### Stored rows
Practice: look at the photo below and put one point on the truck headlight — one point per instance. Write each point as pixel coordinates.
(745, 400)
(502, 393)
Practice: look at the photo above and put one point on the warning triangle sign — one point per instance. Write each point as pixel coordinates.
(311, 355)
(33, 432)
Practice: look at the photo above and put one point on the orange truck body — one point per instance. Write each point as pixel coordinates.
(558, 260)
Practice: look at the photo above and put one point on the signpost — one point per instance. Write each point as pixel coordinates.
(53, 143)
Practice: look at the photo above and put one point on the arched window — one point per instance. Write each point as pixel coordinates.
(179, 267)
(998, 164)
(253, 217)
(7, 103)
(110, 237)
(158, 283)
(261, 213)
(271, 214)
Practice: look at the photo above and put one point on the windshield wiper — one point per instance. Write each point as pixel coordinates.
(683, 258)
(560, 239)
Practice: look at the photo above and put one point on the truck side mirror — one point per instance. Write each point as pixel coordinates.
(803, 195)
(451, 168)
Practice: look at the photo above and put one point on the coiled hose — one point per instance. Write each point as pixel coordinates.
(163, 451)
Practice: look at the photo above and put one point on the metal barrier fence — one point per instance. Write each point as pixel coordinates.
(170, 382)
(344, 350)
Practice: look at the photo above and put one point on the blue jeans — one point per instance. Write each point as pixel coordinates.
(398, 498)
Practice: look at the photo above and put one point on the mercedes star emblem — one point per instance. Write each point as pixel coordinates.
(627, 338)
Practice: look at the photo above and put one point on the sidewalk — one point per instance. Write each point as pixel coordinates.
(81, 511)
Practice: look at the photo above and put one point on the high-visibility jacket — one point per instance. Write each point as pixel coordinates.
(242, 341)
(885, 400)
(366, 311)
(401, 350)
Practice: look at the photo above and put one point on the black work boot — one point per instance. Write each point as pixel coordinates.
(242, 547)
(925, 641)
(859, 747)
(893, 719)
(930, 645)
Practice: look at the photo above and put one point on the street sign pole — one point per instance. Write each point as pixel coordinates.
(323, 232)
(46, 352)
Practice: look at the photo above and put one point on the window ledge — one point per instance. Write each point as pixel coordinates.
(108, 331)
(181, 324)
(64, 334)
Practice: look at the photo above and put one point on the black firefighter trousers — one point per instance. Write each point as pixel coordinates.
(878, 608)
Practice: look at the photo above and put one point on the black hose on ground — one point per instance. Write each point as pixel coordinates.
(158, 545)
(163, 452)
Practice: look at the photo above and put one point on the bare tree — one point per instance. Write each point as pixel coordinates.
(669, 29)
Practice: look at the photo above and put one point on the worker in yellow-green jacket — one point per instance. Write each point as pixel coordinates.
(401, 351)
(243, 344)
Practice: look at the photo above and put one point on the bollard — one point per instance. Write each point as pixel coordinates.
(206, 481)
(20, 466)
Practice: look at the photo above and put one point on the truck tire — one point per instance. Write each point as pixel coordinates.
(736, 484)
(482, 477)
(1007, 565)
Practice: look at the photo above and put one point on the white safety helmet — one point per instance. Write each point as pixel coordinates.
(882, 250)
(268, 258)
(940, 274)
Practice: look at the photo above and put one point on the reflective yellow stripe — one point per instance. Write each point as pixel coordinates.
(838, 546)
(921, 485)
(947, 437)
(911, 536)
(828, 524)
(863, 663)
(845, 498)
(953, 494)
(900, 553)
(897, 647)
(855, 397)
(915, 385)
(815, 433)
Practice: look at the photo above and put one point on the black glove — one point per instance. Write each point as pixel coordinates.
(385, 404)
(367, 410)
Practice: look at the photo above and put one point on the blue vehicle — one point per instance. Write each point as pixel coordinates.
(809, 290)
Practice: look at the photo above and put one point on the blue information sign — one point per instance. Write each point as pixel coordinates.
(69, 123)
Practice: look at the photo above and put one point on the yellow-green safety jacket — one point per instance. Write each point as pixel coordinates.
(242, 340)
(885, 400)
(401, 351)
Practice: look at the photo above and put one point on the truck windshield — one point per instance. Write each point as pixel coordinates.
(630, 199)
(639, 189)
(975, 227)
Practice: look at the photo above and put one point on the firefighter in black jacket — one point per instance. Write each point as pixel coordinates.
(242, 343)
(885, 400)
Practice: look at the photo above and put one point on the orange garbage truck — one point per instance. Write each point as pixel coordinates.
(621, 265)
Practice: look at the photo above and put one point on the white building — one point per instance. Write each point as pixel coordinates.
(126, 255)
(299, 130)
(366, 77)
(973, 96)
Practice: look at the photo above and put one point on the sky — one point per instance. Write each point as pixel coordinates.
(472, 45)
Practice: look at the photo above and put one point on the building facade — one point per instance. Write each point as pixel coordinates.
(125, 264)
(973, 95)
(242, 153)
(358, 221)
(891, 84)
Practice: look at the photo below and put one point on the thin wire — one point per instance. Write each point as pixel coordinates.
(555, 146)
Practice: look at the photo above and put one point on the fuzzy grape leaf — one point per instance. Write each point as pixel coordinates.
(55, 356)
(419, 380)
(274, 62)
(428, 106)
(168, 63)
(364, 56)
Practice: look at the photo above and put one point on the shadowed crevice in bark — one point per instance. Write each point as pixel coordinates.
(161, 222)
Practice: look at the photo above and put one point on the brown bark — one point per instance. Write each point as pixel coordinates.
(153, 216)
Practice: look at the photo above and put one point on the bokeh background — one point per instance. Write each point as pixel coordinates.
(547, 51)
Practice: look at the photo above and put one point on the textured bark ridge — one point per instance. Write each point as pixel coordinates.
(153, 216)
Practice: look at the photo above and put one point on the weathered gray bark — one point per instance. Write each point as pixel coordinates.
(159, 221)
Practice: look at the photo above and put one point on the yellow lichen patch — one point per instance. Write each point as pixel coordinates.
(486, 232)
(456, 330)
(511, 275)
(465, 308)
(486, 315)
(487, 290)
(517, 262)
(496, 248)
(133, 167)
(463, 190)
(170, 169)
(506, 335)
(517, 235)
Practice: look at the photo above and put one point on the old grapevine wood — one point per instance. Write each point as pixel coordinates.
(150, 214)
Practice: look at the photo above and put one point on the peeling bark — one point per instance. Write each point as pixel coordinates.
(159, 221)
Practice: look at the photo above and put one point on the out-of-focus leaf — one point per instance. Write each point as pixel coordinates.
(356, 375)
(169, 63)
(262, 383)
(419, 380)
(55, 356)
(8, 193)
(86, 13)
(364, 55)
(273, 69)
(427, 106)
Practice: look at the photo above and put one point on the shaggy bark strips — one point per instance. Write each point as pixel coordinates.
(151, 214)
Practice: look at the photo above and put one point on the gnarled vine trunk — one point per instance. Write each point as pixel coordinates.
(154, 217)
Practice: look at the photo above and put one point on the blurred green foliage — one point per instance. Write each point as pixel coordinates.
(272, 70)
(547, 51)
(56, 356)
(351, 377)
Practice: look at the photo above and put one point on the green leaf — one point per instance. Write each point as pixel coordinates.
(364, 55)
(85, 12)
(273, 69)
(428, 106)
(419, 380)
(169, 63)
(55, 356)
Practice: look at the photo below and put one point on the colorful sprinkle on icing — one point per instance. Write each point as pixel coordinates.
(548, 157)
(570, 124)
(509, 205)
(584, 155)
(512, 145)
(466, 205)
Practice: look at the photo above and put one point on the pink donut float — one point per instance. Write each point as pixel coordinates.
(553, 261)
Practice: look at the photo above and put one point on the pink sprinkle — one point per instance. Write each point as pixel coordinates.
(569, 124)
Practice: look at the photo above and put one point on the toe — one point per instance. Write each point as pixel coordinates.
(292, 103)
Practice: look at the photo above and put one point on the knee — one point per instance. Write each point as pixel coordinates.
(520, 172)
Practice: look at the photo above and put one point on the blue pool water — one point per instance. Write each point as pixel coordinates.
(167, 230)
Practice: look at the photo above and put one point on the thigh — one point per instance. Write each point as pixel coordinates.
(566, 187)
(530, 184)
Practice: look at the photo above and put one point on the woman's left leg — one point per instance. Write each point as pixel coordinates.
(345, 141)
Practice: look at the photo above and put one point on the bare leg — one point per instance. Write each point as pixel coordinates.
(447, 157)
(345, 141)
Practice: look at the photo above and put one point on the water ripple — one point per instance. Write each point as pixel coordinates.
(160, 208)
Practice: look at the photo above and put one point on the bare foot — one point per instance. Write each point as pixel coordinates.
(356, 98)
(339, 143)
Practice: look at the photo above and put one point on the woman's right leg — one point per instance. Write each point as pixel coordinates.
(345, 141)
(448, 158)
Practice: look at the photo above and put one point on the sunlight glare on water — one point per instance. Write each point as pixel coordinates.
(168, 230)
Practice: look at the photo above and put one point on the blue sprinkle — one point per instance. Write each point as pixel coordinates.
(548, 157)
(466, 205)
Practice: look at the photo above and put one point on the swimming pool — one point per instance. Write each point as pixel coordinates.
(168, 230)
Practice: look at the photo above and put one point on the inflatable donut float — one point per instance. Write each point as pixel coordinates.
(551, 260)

### What is expected
Write out the material word for word, starting with the line that contains "on the water" and going through to the end of the material, with both of those ends included.

### Result
Practice: look at the photo above and put one point on the water ripple — one point per instance. Write each point as pixel coordinates.
(160, 208)
Practice: look at the photo above and put one point on the bare foot — one point per instance. Write each point as pixel coordinates.
(356, 98)
(339, 143)
Practice: look at the photo above and put one point on the woman's right leg — one point per instance. Write each point as pixel coordinates.
(345, 141)
(448, 158)
Practice: look at the photo above and put one point on the sunlight glare on water — one point per instance. Write each point as pixel coordinates.
(168, 230)
Practice: look at the photo above and put one point on the blue sprinkle — one point per instance. Write each point as pixel coordinates.
(548, 157)
(466, 205)
Practice: look at the photo above and put one point on the swimming pool — one point per instance. Write each point as pixel coordinates.
(168, 230)
Practice: look at the photo above and put one point on the inflatable donut float — one point per instance. Write each point as pixel coordinates.
(551, 260)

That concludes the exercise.